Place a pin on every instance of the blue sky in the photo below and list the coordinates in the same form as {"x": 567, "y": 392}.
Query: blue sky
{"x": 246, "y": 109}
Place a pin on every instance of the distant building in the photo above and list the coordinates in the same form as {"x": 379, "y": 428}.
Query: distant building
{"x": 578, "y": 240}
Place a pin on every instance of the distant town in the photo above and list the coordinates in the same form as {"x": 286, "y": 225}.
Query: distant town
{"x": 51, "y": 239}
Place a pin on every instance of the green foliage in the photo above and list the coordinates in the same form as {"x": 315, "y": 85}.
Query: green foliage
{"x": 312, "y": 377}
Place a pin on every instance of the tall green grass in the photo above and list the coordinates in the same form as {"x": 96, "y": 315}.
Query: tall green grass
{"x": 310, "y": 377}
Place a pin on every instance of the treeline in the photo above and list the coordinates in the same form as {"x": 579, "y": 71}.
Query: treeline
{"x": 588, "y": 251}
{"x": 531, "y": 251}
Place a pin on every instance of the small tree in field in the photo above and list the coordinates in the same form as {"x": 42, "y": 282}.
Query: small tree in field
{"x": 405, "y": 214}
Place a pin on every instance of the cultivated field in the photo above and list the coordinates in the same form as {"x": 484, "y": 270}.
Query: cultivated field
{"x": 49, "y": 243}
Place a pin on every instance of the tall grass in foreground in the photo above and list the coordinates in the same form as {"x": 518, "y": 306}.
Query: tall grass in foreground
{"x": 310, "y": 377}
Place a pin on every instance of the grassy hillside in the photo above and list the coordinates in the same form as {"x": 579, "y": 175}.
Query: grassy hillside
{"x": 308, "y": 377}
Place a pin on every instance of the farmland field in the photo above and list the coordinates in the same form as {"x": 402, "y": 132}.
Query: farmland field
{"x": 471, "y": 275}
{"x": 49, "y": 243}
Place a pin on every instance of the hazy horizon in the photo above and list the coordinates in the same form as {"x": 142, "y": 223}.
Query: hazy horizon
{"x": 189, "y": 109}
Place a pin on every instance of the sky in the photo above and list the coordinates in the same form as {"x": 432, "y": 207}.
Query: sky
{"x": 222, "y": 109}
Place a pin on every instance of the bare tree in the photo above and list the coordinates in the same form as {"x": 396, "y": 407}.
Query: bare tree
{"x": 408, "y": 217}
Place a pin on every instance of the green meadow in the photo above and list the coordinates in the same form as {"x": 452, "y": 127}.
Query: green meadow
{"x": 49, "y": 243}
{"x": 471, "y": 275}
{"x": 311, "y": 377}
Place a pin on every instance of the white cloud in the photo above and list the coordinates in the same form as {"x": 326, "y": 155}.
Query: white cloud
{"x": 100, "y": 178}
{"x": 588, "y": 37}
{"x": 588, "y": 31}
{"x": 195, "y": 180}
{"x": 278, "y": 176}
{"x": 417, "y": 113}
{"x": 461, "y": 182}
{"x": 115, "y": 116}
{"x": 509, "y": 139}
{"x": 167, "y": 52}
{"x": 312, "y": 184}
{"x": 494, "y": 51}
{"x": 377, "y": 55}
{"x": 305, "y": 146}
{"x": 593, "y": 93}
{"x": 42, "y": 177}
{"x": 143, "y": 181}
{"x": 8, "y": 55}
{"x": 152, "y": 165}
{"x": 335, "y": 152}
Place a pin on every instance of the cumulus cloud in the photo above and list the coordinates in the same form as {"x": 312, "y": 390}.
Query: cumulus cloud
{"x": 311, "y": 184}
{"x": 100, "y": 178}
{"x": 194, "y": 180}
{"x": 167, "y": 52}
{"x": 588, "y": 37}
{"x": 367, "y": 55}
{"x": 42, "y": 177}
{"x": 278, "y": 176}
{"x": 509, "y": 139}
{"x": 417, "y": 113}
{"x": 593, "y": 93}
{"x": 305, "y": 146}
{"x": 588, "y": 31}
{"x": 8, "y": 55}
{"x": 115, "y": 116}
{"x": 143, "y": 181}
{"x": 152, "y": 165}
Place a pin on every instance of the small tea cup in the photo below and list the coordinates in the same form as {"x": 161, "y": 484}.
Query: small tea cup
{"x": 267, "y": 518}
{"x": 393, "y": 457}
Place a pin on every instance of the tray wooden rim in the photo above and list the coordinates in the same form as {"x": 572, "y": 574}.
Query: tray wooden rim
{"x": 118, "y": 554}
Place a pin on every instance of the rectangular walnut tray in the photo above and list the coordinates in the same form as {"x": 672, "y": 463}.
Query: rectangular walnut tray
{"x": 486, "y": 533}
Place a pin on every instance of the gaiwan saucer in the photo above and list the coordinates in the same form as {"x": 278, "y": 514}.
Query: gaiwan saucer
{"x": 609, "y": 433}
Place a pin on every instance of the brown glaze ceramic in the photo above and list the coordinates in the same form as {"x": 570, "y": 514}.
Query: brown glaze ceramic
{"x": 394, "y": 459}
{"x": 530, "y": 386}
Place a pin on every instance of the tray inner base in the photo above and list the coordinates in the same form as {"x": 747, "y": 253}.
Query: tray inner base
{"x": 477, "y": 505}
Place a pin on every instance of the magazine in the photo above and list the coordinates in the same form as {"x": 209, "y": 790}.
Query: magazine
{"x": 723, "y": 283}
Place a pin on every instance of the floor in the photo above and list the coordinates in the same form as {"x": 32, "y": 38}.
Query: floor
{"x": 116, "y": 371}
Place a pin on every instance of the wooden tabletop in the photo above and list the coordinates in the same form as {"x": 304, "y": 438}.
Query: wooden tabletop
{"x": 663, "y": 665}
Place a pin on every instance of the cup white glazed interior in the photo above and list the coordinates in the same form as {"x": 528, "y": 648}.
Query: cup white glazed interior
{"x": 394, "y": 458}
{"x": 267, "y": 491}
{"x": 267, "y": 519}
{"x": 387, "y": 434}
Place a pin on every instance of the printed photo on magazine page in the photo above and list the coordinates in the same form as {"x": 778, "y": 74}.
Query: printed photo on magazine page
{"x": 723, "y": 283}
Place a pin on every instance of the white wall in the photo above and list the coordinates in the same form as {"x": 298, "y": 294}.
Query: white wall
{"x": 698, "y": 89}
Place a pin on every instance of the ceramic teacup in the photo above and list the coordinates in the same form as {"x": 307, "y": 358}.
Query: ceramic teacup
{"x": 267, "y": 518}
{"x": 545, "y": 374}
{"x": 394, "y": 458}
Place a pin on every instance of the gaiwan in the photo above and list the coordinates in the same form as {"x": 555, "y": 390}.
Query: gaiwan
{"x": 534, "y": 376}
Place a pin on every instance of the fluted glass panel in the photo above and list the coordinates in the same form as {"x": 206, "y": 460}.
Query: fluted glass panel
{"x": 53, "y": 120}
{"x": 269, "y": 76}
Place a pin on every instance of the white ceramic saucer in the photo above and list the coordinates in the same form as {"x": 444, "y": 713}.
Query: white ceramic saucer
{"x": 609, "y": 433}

Goal:
Turn all of the material above into a two-column CSV with the headers input and output. Give each text its own row with its answer beside it, quote every field, and replace line breaks with spaces.

The result:
input,output
"Place a pin on every instance of the blue sky in the photo below and list the coordinates in the same form as {""x"": 567, ""y"": 392}. Query: blue sky","{""x"": 246, ""y"": 109}"
"Place a pin on every instance of the distant building in the photo above and list the coordinates in the same form as {""x"": 379, ""y"": 428}. Query: distant building","{""x"": 578, ""y"": 240}"
"Place a pin on every instance of the distant town in the photo above and list the coordinates in the same form as {""x"": 286, ""y"": 225}. Query: distant town","{""x"": 51, ""y"": 239}"
"Place a pin on every instance of the green foliage in the photo above and list the coordinates in the same form as {""x"": 315, ""y"": 85}. Query: green foliage","{""x"": 312, ""y"": 377}"
"Place a pin on every instance of the tall green grass in the photo above and list the coordinates in the same form as {""x"": 96, ""y"": 315}. Query: tall green grass","{""x"": 310, ""y"": 377}"
"Place a pin on every instance of the treeline in the photo above and list the coordinates in the same form as {""x"": 579, ""y"": 71}. Query: treeline","{""x"": 588, ""y"": 251} {""x"": 531, ""y"": 251}"
"Place a pin on every instance of the small tree in field in the photo above and list the coordinates in the same form as {""x"": 42, ""y"": 282}. Query: small tree in field","{""x"": 405, ""y"": 214}"
"Place a pin on every instance of the cultivated field in the photo above and list the coordinates in the same form as {""x"": 484, ""y"": 270}. Query: cultivated field","{""x"": 49, ""y"": 243}"
"Place a pin on every instance of the tall grass in foreground in the photo above and list the coordinates in the same form as {""x"": 518, ""y"": 306}. Query: tall grass in foreground","{""x"": 310, ""y"": 377}"
"Place a pin on every instance of the grassy hillside in the photo above and list the coordinates in the same form as {""x"": 579, ""y"": 175}. Query: grassy hillside","{""x"": 308, ""y"": 377}"
"Place a pin on every instance of the farmland field in the photo above and list the coordinates in the same form as {""x"": 402, ""y"": 132}. Query: farmland field","{""x"": 471, ""y"": 275} {""x"": 49, ""y"": 243}"
"Place a pin on every instance of the hazy horizon in the photo above and list the coordinates in the same form as {""x"": 142, ""y"": 223}. Query: hazy horizon","{""x"": 189, ""y"": 109}"
"Place a pin on every instance of the sky in the photo above and list the coordinates in the same form as {""x"": 432, ""y"": 207}. Query: sky","{""x"": 222, ""y"": 109}"
"Place a pin on every instance of the bare tree in the photo above and list the coordinates in the same form as {""x"": 396, ""y"": 407}. Query: bare tree","{""x"": 408, ""y"": 217}"
"Place a pin on every instance of the green meadow in the photo above and list the coordinates in the same form as {""x"": 452, ""y"": 127}. Query: green meadow","{""x"": 49, ""y"": 243} {""x"": 471, ""y"": 275} {""x"": 311, ""y"": 377}"
"Place a pin on every instance of the white cloud in the photo above and list the coordinates in the same form as {""x"": 326, ""y"": 155}. Query: white cloud","{""x"": 100, ""y"": 178} {""x"": 588, ""y"": 37} {""x"": 588, ""y"": 31} {""x"": 195, ""y"": 180} {""x"": 278, ""y"": 176} {""x"": 417, ""y"": 113} {""x"": 461, ""y"": 182} {""x"": 115, ""y"": 116} {""x"": 509, ""y"": 139} {""x"": 167, ""y"": 52} {""x"": 312, ""y"": 184} {""x"": 494, ""y"": 51} {""x"": 377, ""y"": 55} {""x"": 305, ""y"": 146} {""x"": 593, ""y"": 93} {""x"": 42, ""y"": 177} {""x"": 143, ""y"": 181} {""x"": 8, ""y"": 55} {""x"": 152, ""y"": 165} {""x"": 335, ""y"": 152}"
"Place a pin on every instance of the cumulus cloud in the photo above and list the coordinates in the same form as {""x"": 312, ""y"": 390}. Query: cumulus cloud","{""x"": 311, ""y"": 184} {""x"": 100, ""y"": 178} {""x"": 194, ""y"": 180} {""x"": 167, ""y"": 52} {""x"": 588, ""y"": 37} {""x"": 367, ""y"": 55} {""x"": 42, ""y"": 177} {""x"": 278, ""y"": 176} {""x"": 509, ""y"": 139} {""x"": 417, ""y"": 113} {""x"": 593, ""y"": 93} {""x"": 305, ""y"": 146} {""x"": 588, ""y"": 31} {""x"": 8, ""y"": 55} {""x"": 115, ""y"": 116} {""x"": 143, ""y"": 181} {""x"": 152, ""y"": 165}"
"Place a pin on every instance of the small tea cup in the photo below and list the coordinates in the same form as {""x"": 161, ""y"": 484}. Query: small tea cup","{""x"": 267, ""y"": 518} {""x"": 393, ""y"": 457}"
"Place a pin on every instance of the tray wooden rim in the photo above and list the coordinates in the same form as {""x"": 572, ""y"": 574}. Query: tray wooden rim","{""x"": 118, ""y"": 554}"
"Place a pin on every instance of the rectangular walnut tray in the photo above and list the coordinates in the same form as {""x"": 672, ""y"": 463}. Query: rectangular walnut tray","{""x"": 486, ""y"": 533}"
"Place a pin on every instance of the gaiwan saucer in the photo above and list the coordinates in the same form as {""x"": 278, ""y"": 514}. Query: gaiwan saucer","{""x"": 609, ""y"": 433}"
"Place a pin on every instance of the brown glaze ceramic in the photo above and list the coordinates in the same form as {""x"": 570, ""y"": 514}. Query: brown glaze ceramic","{""x"": 394, ""y"": 459} {""x"": 530, ""y"": 386}"
"Place a pin on every instance of the tray inner base in the photo above and list the coordinates in the same form as {""x"": 747, ""y"": 253}. Query: tray inner base","{""x"": 477, ""y"": 505}"
"Place a pin on every instance of the magazine in the photo above and list the coordinates in the same form as {""x"": 209, ""y"": 790}. Query: magazine","{""x"": 723, ""y"": 283}"
"Place a pin on every instance of the floor in the photo above and list the coordinates in the same form as {""x"": 32, ""y"": 38}. Query: floor","{""x"": 116, ""y"": 371}"
"Place a pin on every instance of the wooden tabletop in the photo above and list the coordinates in the same form as {""x"": 304, ""y"": 438}. Query: wooden tabletop","{""x"": 663, ""y"": 665}"
"Place a pin on every instance of the cup white glazed interior in the photo above and list the coordinates in the same form as {""x"": 528, ""y"": 648}. Query: cup white glazed interior","{""x"": 394, ""y"": 458} {""x"": 267, ""y"": 491} {""x"": 267, ""y"": 519} {""x"": 387, ""y"": 434}"
"Place a pin on every instance of the printed photo on magazine page in the photo above and list the coordinates in the same form as {""x"": 778, ""y"": 74}. Query: printed photo on magazine page","{""x"": 723, ""y"": 283}"
"Place a pin on every instance of the white wall in the photo above and list the coordinates in the same form as {""x"": 298, ""y"": 294}. Query: white wall","{""x"": 698, ""y"": 89}"
"Place a pin on every instance of the ceramic teacup in the photo above and list the coordinates in the same form as {""x"": 307, ""y"": 358}. Query: ceramic teacup","{""x"": 267, ""y"": 518} {""x"": 545, ""y"": 374} {""x"": 394, ""y"": 458}"
"Place a pin on every instance of the gaiwan in the photo above and list the coordinates in the same form as {""x"": 555, ""y"": 390}. Query: gaiwan","{""x"": 534, ""y"": 376}"
"Place a pin on every instance of the fluted glass panel in the photo above and list the coordinates in the same form as {""x"": 206, ""y"": 460}. Query: fluted glass panel","{""x"": 53, ""y"": 120} {""x"": 269, ""y"": 76}"
"Place a pin on every instance of the white ceramic saucer in the photo above and list the coordinates in the same form as {""x"": 444, ""y"": 713}. Query: white ceramic saucer","{""x"": 609, ""y"": 433}"